▸ TEXT PASSAGE:

SXSSFWorkbook.write to FileOutputStream writes huge files
Asked Answered
U

1

7

I'm trying to use SXSSFWorkbook to write an Excel spreadsheet from scratch.

      wb = SXSSFWorkbook(500)
      wb.isCompressTempFiles = true
      sh = streamingWorkbook.createSheet(t.getMessage("template.sheet.name"))

All is fine but when I invoke the final code:

    val out = FileOutputStream(localPath)
    wb.write(out)
    out.close()
    // dispose of temporary files backing this workbook on disk
    wb.dispose()

I get a huge excel file instead of the zipped XLSX I'm expecting. I've tried to manually zip the file and from a 120MB file I can get it down to 9MB. So what am I missing?

Using: Kotlin and

    implementation group: 'org.apache.poi', name: 'poi-ooxml', version: '4.1.2'  // For `.xlsx` files

-- Update 1

I was under the impression that xlsx are zipped files containing xml data in essence [1]. What POI outputs through both XSSFWorkbook and SXSSFWorkbook can be compressed at least by an order of magnitude of 10. I've used this simple code to demonstrate:

fun main() {
  val workbook = XSSFWorkbook()
  writeRowsAndSave(workbook, "test.xlsx")
  workbook.close()

  val streamingWorkbook = SXSSFWorkbook(IN_MEMORY_ROWS_WINDOW_SIZE)
  streamingWorkbook.isCompressTempFiles = true
  writeRowsAndSave(streamingWorkbook, "test-streaming.xlsx")
  streamingWorkbook.dispose()
}

private fun writeRowsAndSave(workbook: Workbook, fileName: String) {
  val ROWS_COUNT = 2_000
  val COLS_COUNT = 1_000

  val sheet = workbook.createSheet("Test Sheet 1")
  for (i in 1..ROWS_COUNT) {
    val row = sheet.createRow(i)
    println("Row $i")
    for(j in 1..COLS_COUNT) {
        row.createCell(j).setCellValue("Test $i")
    }
  }

  FileOutputStream("./$fileName").use {
      workbook.write(it)
  }
}

This produces 5MB-each files that when compressed have roughly 439KB (?!).

Undermanned answered 31/3, 2020 at 14:36 Comment(5)
I think you should show more of your code here... One thing to worry about is the missing call of wb.close(), but it might not be necesary when using SXSSFWorkbook while I found out it's necessary at XSSFWorkbook.Jollity
I've tried, wb.close doesn't seem to do much :(Undermanned
Cannot reproducing only having that simple code snippets. SXSSFWorkbook defaults to using inline strings instead of a shared strings table. That means SXSSFWorkbook writes text directly in the sheet even if it is multiple times the same text. XSSFWorkbook and Excel's GUI both are using a shared strings table where text gets an index and the same text is stored only once and the index is used in the sheet then. But that should not have that big impact to the file size of the resulting *.xlsx.Rudderhead
I'm creating huge files that have only a few string types so it can have a huge impact!Undermanned
Also found this: #47851578 but it's somewhat unrelated.Undermanned
R
6

SXSSFWorkbook defaults to using inline strings instead of a shared strings table. That means SXSSFWorkbook writes text directly in the sheet even if it is multiple times the same text. XSSFWorkbook and Excel's GUI both are using a shared strings table where text gets an index and the same text is stored only once and the index is used in the sheet then. But that should not have that big impact to the file size of the resulting *.xlsx.

▸ WRITTEN EXERCISE 1:
Gather every line of the listing below that contains the word "throw", and copy each one out.

▸ PROVIDED MATERIAL:
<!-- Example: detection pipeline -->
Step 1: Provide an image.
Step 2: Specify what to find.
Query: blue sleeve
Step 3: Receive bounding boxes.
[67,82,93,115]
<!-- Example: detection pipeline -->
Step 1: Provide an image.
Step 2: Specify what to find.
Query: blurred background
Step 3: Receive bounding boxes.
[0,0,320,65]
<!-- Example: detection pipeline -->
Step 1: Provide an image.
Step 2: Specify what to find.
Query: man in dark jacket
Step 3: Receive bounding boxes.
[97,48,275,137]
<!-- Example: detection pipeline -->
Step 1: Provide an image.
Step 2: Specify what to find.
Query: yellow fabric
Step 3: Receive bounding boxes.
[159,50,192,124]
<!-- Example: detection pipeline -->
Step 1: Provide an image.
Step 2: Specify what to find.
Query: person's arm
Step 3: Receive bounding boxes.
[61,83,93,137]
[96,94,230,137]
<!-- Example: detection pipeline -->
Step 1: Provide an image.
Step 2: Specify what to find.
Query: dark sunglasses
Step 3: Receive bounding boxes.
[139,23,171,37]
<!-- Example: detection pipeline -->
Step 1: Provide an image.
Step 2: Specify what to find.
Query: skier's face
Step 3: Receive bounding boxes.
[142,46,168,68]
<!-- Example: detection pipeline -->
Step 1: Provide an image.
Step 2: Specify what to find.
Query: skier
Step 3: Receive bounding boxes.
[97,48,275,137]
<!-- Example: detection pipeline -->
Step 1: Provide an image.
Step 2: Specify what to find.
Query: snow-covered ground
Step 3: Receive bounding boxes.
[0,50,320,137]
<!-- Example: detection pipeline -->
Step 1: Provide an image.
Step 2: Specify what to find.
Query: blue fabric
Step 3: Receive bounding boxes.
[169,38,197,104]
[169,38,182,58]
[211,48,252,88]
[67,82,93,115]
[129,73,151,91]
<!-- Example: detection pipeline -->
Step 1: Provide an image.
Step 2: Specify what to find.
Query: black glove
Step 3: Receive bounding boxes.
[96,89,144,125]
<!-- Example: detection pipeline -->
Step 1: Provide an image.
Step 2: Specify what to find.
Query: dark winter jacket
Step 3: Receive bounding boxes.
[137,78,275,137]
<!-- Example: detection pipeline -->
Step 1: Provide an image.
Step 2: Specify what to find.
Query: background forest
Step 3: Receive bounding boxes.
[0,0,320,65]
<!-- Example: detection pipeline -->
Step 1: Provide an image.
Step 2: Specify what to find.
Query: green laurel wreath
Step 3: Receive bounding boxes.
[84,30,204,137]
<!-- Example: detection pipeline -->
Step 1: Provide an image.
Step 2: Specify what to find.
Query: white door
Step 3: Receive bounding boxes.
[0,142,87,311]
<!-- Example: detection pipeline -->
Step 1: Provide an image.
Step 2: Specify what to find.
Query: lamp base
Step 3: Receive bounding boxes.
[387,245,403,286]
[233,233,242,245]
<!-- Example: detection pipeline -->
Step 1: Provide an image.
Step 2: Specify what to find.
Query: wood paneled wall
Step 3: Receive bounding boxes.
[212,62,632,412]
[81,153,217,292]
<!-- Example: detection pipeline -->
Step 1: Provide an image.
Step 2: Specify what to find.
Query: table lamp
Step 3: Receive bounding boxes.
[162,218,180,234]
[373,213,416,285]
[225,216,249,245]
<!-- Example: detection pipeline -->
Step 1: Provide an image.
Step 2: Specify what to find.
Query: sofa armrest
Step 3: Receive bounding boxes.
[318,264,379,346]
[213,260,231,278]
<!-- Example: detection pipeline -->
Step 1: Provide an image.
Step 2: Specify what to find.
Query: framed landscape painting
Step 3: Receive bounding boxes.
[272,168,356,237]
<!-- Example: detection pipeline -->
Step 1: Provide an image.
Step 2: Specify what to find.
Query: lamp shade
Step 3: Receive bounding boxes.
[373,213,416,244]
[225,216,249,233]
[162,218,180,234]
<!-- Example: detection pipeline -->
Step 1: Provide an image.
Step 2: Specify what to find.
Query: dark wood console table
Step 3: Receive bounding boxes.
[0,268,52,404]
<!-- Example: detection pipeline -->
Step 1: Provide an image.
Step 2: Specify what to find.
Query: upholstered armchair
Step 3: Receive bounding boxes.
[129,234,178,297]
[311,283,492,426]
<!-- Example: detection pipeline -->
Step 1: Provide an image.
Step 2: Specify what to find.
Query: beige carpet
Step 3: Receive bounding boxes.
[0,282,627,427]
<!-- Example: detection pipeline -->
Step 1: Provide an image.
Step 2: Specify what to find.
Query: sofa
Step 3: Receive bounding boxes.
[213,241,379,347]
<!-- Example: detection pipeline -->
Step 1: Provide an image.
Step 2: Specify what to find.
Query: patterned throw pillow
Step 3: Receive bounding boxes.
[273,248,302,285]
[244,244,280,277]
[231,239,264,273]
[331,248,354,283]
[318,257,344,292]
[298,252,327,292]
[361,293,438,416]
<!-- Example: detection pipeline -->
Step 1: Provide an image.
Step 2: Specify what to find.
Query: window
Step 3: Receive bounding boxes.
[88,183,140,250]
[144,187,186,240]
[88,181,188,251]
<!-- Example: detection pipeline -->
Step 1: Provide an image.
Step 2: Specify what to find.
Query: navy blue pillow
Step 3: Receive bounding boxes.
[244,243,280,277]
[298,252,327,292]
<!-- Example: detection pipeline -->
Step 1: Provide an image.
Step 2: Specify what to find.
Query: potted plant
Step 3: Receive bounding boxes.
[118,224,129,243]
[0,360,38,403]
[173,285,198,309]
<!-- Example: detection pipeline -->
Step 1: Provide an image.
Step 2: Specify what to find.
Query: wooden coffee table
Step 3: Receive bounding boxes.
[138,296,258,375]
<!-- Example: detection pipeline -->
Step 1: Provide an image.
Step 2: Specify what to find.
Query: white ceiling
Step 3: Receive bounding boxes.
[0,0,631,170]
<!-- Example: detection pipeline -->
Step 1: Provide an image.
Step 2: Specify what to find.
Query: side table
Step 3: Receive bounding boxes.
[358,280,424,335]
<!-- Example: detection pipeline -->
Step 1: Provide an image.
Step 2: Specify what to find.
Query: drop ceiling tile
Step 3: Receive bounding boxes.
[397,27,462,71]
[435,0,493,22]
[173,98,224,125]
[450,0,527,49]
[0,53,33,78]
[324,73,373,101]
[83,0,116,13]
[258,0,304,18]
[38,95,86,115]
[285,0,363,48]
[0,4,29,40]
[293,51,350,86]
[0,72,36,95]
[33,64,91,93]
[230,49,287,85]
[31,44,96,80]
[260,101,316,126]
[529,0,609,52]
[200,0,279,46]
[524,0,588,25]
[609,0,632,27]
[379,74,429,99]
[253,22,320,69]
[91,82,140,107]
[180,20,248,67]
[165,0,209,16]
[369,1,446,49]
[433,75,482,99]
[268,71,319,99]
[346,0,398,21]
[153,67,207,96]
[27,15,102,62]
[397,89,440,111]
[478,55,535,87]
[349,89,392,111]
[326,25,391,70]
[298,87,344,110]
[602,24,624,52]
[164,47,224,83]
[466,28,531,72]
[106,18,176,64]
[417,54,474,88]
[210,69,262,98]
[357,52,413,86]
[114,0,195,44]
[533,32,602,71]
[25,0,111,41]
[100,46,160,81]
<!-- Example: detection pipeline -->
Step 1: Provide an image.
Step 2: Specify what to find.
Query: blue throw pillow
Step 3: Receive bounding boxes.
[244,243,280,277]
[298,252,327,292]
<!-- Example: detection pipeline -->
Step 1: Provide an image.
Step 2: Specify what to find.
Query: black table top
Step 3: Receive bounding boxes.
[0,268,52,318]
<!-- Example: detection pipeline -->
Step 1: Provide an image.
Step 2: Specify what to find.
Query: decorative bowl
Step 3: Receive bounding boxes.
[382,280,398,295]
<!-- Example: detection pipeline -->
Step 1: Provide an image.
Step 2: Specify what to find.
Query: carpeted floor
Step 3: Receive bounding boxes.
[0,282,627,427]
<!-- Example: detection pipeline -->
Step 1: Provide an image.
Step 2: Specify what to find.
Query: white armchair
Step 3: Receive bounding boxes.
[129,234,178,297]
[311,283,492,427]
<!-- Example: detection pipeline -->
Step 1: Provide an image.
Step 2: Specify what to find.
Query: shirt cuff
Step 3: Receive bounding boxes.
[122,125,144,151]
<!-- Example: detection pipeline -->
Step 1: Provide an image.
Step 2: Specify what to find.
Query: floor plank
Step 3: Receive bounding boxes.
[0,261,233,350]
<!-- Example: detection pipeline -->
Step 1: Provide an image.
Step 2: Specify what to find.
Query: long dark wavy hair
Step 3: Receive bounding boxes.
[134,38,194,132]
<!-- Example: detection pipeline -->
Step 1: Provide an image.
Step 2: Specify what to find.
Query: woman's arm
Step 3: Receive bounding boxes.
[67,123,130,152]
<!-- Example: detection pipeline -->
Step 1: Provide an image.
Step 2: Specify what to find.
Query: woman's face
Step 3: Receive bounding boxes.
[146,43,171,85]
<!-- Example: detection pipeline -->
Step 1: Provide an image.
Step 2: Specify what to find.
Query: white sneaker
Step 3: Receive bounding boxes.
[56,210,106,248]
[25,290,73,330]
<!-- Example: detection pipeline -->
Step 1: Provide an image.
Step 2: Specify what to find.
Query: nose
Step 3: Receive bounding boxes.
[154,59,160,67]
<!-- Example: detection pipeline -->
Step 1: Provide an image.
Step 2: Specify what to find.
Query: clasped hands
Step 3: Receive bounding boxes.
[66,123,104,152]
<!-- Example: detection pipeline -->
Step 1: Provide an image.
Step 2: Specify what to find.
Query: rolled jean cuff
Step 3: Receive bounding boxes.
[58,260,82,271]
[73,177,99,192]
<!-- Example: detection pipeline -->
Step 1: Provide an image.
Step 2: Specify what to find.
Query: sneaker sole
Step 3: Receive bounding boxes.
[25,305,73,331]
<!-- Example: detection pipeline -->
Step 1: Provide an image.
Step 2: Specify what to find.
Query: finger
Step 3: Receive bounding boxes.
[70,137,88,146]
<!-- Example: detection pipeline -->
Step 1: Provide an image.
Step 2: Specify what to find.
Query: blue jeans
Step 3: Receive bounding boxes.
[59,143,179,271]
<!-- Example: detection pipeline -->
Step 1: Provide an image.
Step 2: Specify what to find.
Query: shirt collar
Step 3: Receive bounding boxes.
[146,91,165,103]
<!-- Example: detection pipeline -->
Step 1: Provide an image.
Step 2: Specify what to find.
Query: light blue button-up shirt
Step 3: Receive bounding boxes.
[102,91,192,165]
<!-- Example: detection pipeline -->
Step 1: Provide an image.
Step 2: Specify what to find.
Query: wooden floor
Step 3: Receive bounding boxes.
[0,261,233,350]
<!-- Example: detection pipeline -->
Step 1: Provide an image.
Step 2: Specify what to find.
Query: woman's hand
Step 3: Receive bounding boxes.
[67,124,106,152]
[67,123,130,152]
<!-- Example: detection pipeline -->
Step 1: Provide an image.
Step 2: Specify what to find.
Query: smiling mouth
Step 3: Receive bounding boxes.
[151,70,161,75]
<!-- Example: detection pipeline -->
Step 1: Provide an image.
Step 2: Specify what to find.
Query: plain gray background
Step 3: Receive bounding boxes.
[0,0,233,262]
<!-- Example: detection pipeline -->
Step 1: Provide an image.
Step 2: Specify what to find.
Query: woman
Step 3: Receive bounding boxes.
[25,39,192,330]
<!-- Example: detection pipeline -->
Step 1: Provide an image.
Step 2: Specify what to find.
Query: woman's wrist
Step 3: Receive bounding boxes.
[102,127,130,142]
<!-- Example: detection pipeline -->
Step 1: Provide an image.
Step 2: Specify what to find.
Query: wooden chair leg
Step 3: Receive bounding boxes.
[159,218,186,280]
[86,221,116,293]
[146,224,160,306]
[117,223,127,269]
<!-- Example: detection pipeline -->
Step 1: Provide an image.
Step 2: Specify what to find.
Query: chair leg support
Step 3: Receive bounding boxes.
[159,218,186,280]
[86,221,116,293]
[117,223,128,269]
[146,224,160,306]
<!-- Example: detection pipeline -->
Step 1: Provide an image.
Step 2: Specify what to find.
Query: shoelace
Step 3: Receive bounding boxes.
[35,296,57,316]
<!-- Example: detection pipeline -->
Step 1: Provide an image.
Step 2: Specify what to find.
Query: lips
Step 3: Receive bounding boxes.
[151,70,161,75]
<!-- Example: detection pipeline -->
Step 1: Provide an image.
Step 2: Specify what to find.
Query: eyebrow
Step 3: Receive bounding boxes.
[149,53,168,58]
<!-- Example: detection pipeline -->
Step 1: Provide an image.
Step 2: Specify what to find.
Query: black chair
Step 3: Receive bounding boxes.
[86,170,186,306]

▸ WRITTEN EXERCISE 2:
Quote the SXSSFWorkbook thread above, starting with "-- Update 1" and going on through "workbook = XSSFWorkbook()".

▸ RESULT 1:
Query: patterned throw pillow
Query: blue throw pillow

▸ RESULT 2:
-- Update 1

I was under the impression that xlsx are zipped files containing xml data in essence [1]. What POI outputs through both XSSFWorkbook and SXSSFWorkbook can be compressed at least by an order of magnitude of 10. I've used this simple code to demonstrate:

fun main() {
  val workbook = XSSFWorkbook()